▶ [TEXT EXTRACT]
I don't think this is the right fix.  This makes it racy because the
link may go down after we call advk_pcie_valid_device() but before we
perform the config read.

I have no objection to removing the "config read/write timed out"
message.  The "return PCIBIOS_SET_FAILED" in the read case probably
should be augmented by setting "*val = 0xffffffff".

>  	return true;
>  }
>  
> -- 
> 2.20.1
>
Pali Rohár May 28, 2020, 4:38 p.m. UTC | #2
On Thursday 28 May 2020 11:26:04 Bjorn Helgaas wrote:
> On Thu, May 28, 2020 at 04:31:41PM +0200, Pali Rohár wrote:
> > When there is no PCIe card connected and advk_pcie_rd_conf() or
> > advk_pcie_wr_conf() is called for PCI bus which doesn't belong to emulated
> > root bridge, the aardvark driver throws the following error message:
> > 
> >   advk-pcie d0070000.pcie: config read/write timed out
> > 
> > Obviously accessing PCIe registers of disconnected card is not possible.
> > 
> > Extend check in advk_pcie_valid_device() function for validating
> > availability of PCIe bus. If PCIe link is down, then the device is marked
> > as Not Found and the driver does not try to access these registers.
> > 
> > Signed-off-by: Pali Rohár <pali@kernel.org>
> > ---
> >  drivers/pci/controller/pci-aardvark.c | 3 +++
> >  1 file changed, 3 insertions(+)
> > 
> > diff --git a/drivers/pci/controller/pci-aardvark.c b/drivers/pci/controller/pci-aardvark.c
> > index 90ff291c24f0..53a4cfd7d377 100644
> > --- a/drivers/pci/controller/pci-aardvark.c
> > +++ b/drivers/pci/controller/pci-aardvark.c
> > @@ -644,6 +644,9 @@ static bool advk_pcie_valid_device(struct advk_pcie *pcie, struct pci_bus *bus,
> >  	if ((bus->number == pcie->root_bus_nr) && PCI_SLOT(devfn) != 0)
> >  		return false;
> >  
> > +	if (bus->number != pcie->root_bus_nr && !advk_pcie_link_up(pcie))

▶ [WHAT IS ASKED] Say whether each statement agrees with the patch discussion, answering yes or no and quoting the deciding words exactly. 1. The patch adds three lines to one file. 2. The discussion objects to removing the "config read/write timed out" message. 3. The discussion calls the fix racy because the link may go down before the config read is performed. The records play no part here.

▶ [DATA EXCERPTS]
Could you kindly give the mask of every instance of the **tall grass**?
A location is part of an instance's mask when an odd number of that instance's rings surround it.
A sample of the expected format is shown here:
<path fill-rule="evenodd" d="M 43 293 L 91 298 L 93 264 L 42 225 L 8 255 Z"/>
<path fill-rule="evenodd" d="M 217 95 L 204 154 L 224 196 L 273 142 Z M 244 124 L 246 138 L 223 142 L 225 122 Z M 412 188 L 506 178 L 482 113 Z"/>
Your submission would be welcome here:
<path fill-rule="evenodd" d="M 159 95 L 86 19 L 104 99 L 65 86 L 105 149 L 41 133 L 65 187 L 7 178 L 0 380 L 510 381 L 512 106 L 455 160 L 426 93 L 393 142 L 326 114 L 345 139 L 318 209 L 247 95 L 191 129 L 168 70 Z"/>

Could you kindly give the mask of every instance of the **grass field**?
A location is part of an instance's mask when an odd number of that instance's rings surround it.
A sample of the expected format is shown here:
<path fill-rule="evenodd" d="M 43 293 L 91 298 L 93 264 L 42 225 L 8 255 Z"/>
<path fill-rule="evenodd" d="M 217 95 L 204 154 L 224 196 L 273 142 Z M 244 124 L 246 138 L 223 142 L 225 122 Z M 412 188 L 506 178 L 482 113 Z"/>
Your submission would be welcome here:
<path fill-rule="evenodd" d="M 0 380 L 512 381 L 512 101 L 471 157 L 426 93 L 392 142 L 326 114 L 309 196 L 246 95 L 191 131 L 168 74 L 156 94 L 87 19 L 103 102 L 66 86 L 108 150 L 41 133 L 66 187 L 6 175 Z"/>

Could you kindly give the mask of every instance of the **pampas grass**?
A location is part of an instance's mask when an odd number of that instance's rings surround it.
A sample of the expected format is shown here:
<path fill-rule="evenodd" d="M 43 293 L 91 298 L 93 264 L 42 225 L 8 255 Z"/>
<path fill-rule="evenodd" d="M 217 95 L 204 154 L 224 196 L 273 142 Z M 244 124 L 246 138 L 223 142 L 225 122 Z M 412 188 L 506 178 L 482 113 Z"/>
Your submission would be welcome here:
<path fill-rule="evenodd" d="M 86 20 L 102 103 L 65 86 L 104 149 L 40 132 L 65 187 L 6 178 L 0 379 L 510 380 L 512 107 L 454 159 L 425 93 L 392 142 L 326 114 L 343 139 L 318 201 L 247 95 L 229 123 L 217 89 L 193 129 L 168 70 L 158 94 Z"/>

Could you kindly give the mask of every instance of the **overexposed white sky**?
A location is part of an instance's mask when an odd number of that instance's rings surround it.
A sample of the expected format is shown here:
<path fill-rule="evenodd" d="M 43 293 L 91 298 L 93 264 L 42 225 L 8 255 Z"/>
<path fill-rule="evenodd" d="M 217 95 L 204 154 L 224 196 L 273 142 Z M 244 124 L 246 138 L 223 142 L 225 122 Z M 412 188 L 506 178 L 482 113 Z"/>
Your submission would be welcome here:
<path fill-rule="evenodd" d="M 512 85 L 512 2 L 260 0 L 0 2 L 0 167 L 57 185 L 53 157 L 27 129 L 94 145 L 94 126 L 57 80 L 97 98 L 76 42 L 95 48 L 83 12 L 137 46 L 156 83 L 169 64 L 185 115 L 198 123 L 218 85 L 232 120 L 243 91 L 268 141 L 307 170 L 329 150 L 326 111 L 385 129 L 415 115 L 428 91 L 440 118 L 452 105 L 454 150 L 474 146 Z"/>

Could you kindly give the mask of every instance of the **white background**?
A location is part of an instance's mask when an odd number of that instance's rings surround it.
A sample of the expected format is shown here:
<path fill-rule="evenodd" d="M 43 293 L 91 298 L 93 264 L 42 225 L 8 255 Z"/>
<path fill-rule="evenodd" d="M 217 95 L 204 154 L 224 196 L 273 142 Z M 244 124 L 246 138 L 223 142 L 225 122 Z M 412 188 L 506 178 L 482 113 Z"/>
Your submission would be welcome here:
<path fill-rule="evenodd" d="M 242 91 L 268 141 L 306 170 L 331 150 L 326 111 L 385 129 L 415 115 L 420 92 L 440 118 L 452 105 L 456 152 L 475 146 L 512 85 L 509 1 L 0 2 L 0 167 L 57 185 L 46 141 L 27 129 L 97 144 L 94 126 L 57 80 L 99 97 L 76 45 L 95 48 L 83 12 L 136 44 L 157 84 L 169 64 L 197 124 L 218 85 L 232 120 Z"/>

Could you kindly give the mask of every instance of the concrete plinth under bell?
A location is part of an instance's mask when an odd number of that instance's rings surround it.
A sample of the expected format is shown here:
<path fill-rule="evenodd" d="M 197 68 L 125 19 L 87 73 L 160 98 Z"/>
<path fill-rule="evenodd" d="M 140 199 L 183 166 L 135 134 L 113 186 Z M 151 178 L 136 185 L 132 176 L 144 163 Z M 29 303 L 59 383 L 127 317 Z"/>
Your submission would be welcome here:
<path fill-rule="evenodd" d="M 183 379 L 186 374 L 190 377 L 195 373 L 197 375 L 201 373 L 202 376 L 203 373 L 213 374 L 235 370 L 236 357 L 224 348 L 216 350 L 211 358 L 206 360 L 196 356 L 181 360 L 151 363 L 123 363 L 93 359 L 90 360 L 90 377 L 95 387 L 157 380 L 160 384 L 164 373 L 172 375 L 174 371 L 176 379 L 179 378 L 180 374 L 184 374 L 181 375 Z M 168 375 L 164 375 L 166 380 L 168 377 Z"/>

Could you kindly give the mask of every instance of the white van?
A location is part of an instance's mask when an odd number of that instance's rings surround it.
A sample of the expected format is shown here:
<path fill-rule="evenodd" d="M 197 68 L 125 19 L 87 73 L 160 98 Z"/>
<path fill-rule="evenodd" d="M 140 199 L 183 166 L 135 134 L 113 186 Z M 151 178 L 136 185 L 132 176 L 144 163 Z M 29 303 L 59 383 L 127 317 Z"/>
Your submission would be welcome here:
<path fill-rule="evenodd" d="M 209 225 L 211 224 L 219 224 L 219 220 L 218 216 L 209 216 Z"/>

▶ [REPLY]
1. Yes: “1 file changed, 3 insertions(+)”
2. No: “I have no objection to removing the "config read/write timed out" message.”
3. Yes: “This makes it racy because the link may go down after we call advk_pcie_valid_device() but before we perform the config read.”